## [Exercise objective]
Keeping every character in place, output all the data.

────────

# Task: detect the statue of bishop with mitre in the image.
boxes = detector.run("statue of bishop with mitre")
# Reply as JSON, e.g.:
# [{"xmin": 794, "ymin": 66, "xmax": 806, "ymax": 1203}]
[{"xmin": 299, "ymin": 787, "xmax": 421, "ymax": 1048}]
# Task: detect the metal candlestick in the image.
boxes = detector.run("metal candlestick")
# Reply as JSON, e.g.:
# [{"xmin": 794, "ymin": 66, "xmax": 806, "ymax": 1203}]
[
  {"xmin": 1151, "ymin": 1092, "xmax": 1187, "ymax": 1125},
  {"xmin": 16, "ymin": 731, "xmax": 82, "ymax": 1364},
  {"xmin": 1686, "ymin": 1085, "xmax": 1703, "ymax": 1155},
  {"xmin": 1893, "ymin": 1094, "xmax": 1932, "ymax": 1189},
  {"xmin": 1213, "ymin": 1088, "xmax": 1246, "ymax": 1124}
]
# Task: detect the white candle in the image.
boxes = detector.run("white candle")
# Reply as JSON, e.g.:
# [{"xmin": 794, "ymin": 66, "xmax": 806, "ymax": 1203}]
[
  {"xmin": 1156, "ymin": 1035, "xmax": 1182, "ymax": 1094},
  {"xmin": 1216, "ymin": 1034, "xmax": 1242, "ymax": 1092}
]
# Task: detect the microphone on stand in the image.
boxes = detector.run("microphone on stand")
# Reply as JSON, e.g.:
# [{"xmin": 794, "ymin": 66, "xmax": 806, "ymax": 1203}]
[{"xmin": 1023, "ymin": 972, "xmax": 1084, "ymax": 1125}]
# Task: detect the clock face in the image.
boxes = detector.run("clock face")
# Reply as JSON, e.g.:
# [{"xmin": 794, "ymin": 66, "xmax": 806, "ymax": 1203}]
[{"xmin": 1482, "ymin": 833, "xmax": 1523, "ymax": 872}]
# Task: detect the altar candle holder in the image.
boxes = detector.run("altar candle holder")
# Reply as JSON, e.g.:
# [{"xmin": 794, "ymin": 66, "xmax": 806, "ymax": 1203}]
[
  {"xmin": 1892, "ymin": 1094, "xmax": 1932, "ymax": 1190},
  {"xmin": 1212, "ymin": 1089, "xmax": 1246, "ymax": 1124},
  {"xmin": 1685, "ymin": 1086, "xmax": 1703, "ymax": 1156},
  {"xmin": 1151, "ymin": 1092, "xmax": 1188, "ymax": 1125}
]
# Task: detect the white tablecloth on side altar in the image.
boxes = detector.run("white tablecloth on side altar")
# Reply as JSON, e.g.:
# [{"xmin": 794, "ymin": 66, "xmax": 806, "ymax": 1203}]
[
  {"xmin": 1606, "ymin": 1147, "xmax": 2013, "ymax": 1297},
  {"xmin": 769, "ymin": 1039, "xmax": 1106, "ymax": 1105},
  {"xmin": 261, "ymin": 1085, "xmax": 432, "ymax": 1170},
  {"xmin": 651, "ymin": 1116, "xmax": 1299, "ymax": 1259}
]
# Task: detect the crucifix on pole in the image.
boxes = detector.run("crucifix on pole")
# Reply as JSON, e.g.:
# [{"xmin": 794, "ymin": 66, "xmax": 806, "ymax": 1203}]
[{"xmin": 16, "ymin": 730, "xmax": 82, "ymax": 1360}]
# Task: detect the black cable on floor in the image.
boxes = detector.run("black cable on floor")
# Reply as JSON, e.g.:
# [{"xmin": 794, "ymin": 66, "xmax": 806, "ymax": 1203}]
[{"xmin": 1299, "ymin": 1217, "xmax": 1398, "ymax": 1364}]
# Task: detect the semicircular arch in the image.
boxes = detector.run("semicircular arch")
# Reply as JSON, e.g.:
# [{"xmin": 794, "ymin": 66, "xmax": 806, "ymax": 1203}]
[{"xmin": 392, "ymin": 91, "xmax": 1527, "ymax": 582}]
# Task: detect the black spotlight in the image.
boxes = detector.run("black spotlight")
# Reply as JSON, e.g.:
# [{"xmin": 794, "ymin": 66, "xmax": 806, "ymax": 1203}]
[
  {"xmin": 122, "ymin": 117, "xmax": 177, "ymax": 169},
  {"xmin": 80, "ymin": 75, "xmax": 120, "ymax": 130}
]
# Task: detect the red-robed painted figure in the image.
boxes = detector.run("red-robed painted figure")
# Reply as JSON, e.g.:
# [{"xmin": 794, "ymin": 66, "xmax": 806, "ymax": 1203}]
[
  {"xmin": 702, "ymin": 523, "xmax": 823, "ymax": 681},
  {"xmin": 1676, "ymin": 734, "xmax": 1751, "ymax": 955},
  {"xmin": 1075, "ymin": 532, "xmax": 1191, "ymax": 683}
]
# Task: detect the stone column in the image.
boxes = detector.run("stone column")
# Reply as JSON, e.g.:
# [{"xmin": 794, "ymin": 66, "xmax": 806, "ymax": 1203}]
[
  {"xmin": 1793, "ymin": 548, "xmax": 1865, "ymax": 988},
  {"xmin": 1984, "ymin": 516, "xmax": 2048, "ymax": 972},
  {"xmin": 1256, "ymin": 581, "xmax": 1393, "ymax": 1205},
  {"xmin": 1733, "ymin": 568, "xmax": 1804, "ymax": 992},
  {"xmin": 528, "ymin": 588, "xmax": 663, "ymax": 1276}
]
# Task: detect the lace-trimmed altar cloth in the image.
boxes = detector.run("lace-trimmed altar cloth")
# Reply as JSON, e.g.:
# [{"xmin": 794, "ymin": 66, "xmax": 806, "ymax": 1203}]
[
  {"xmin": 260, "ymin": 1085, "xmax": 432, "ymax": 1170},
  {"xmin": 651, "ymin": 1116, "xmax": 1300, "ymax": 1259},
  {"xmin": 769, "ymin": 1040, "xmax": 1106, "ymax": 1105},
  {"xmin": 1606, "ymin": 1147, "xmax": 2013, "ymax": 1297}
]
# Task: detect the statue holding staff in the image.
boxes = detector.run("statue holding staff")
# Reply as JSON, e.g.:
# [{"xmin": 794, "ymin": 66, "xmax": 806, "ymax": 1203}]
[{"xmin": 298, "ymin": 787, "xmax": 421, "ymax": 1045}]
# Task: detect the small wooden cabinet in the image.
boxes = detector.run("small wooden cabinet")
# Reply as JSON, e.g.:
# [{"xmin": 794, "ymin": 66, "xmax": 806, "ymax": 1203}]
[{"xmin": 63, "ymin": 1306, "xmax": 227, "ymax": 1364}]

────────

## [Completed exercise]
# Task: detect the statue of bishop with mitre in the image.
boxes = detector.run("statue of bishop with mitre")
# Reply as JSON, e.g.:
# [{"xmin": 794, "ymin": 66, "xmax": 806, "ymax": 1203}]
[{"xmin": 299, "ymin": 787, "xmax": 421, "ymax": 1048}]
# Task: detect the metal candlestick in the image.
boxes = detector.run("metal candlestick")
# Reply as JSON, e.g.:
# [{"xmin": 794, "ymin": 66, "xmax": 806, "ymax": 1203}]
[
  {"xmin": 1151, "ymin": 1092, "xmax": 1187, "ymax": 1125},
  {"xmin": 16, "ymin": 731, "xmax": 82, "ymax": 1364},
  {"xmin": 1686, "ymin": 1085, "xmax": 1703, "ymax": 1155},
  {"xmin": 1893, "ymin": 1094, "xmax": 1932, "ymax": 1189},
  {"xmin": 1213, "ymin": 1088, "xmax": 1246, "ymax": 1124}
]
# Task: detect the white candle in the image.
boxes = detector.run("white candle")
# Reply as JSON, e.g.:
# [{"xmin": 794, "ymin": 66, "xmax": 806, "ymax": 1203}]
[
  {"xmin": 1156, "ymin": 1035, "xmax": 1182, "ymax": 1094},
  {"xmin": 1216, "ymin": 1034, "xmax": 1242, "ymax": 1092}
]
# Task: detect the microphone on stand in the image.
boxes = detector.run("microphone on stand")
# Reply as JSON, e.g.:
# [{"xmin": 794, "ymin": 66, "xmax": 806, "ymax": 1203}]
[{"xmin": 1023, "ymin": 972, "xmax": 1084, "ymax": 1125}]
# Task: detect the clock face in the image.
boxes = detector.run("clock face")
# Reply as JSON, e.g.:
# [{"xmin": 794, "ymin": 66, "xmax": 806, "ymax": 1203}]
[{"xmin": 1482, "ymin": 833, "xmax": 1523, "ymax": 872}]
# Task: detect the altar candle holder in the image.
boxes = detector.run("altar candle holder")
# Reply as JSON, e.g.:
# [{"xmin": 794, "ymin": 66, "xmax": 806, "ymax": 1203}]
[
  {"xmin": 1892, "ymin": 1094, "xmax": 1932, "ymax": 1190},
  {"xmin": 1212, "ymin": 1089, "xmax": 1246, "ymax": 1124},
  {"xmin": 1685, "ymin": 1086, "xmax": 1703, "ymax": 1156},
  {"xmin": 1151, "ymin": 1092, "xmax": 1188, "ymax": 1125}
]
# Task: detect the white tablecloth on side altar in the image.
boxes = detector.run("white tablecloth on side altar")
# Reply as JSON, e.g.:
# [{"xmin": 794, "ymin": 66, "xmax": 806, "ymax": 1203}]
[
  {"xmin": 1606, "ymin": 1147, "xmax": 2013, "ymax": 1297},
  {"xmin": 769, "ymin": 1039, "xmax": 1106, "ymax": 1105},
  {"xmin": 261, "ymin": 1085, "xmax": 432, "ymax": 1170},
  {"xmin": 651, "ymin": 1116, "xmax": 1299, "ymax": 1259}
]
# Task: detect the crucifix on pole in the image.
boxes = detector.run("crucifix on pole")
# Reply as JSON, e.g.:
# [{"xmin": 794, "ymin": 66, "xmax": 806, "ymax": 1203}]
[{"xmin": 16, "ymin": 730, "xmax": 82, "ymax": 1360}]
# Task: detect the black cable on floor in the image.
boxes = detector.run("black cable on floor")
# Reply as JSON, e.g.:
# [{"xmin": 794, "ymin": 66, "xmax": 806, "ymax": 1203}]
[{"xmin": 1299, "ymin": 1217, "xmax": 1398, "ymax": 1364}]
# Task: detect the semicircular arch in the image.
boxes = detector.run("semicircular arch")
# Reply as JSON, e.g.:
# [{"xmin": 794, "ymin": 66, "xmax": 806, "ymax": 1203}]
[{"xmin": 392, "ymin": 91, "xmax": 1527, "ymax": 582}]
# Task: detect the black spotlight in the image.
boxes = detector.run("black spotlight")
# Reply as JSON, e.g.:
# [{"xmin": 794, "ymin": 66, "xmax": 806, "ymax": 1203}]
[
  {"xmin": 122, "ymin": 117, "xmax": 177, "ymax": 169},
  {"xmin": 80, "ymin": 75, "xmax": 120, "ymax": 130}
]
# Task: detect the red-robed painted figure in the image.
boxes = detector.run("red-robed painted figure")
# Reply as JSON, e.g.:
# [{"xmin": 794, "ymin": 66, "xmax": 806, "ymax": 1203}]
[
  {"xmin": 702, "ymin": 523, "xmax": 823, "ymax": 681},
  {"xmin": 1676, "ymin": 734, "xmax": 1751, "ymax": 955},
  {"xmin": 1075, "ymin": 532, "xmax": 1191, "ymax": 683}
]
# Task: detect the stone column in the image.
boxes = detector.run("stone column")
# Reply as JSON, e.g.:
# [{"xmin": 794, "ymin": 66, "xmax": 806, "ymax": 1203}]
[
  {"xmin": 1793, "ymin": 548, "xmax": 1865, "ymax": 988},
  {"xmin": 1984, "ymin": 516, "xmax": 2048, "ymax": 972},
  {"xmin": 1256, "ymin": 581, "xmax": 1393, "ymax": 1205},
  {"xmin": 1733, "ymin": 568, "xmax": 1804, "ymax": 992},
  {"xmin": 528, "ymin": 588, "xmax": 663, "ymax": 1276}
]
# Task: detect the lace-trimmed altar cloth in the image.
boxes = detector.run("lace-trimmed altar cloth")
# Reply as JSON, e.g.:
# [{"xmin": 794, "ymin": 66, "xmax": 806, "ymax": 1203}]
[
  {"xmin": 260, "ymin": 1085, "xmax": 432, "ymax": 1170},
  {"xmin": 651, "ymin": 1116, "xmax": 1300, "ymax": 1259},
  {"xmin": 769, "ymin": 1040, "xmax": 1106, "ymax": 1105},
  {"xmin": 1606, "ymin": 1147, "xmax": 2013, "ymax": 1297}
]
# Task: detect the statue holding staff in the image.
boxes = detector.run("statue holding staff")
# Reply as JSON, e.g.:
# [{"xmin": 794, "ymin": 66, "xmax": 806, "ymax": 1203}]
[{"xmin": 298, "ymin": 787, "xmax": 421, "ymax": 1045}]
# Task: detect the small wooden cabinet in the image.
boxes = detector.run("small wooden cabinet")
# Reply as JSON, e.g.:
# [{"xmin": 794, "ymin": 66, "xmax": 806, "ymax": 1203}]
[{"xmin": 63, "ymin": 1306, "xmax": 227, "ymax": 1364}]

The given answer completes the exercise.